++++ Dataset content
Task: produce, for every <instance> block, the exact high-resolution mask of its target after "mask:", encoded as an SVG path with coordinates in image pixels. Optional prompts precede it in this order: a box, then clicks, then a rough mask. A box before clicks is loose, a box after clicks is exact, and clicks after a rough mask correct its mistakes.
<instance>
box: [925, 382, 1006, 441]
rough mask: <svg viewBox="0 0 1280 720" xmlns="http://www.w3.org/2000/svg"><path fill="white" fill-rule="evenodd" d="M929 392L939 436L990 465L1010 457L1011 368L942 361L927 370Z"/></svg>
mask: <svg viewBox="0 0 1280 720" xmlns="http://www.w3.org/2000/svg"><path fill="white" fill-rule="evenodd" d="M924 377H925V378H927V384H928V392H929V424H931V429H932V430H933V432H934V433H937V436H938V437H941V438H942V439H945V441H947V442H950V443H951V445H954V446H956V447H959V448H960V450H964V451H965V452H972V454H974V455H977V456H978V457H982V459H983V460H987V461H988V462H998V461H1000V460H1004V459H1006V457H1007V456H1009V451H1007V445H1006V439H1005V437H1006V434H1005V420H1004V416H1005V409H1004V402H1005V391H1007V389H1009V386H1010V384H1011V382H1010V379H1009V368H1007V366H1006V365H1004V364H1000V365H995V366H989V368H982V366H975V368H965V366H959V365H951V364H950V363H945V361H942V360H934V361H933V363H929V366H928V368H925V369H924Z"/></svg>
++++++++
++++ Dataset content
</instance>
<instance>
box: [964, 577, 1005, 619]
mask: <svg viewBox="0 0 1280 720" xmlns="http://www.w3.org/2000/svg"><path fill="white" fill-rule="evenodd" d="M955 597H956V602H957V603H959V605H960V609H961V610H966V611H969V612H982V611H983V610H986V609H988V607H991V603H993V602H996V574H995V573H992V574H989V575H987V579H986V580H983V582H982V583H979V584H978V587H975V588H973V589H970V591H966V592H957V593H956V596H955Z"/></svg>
++++++++
▶ Your goal
The answer must consist of each line in the entries above that includes "instance".

▶ Exercise output
Task: produce, for every <instance> block, the exact high-resolution mask of its target after "mask:", encoded as an SVG path with coordinates in image pixels. Optional prompts precede it in this order: a box, then clicks, then a rough mask. A box before clicks is loose, a box after clicks is exact, and clicks after a rough mask correct its mistakes.
<instance>
</instance>
<instance>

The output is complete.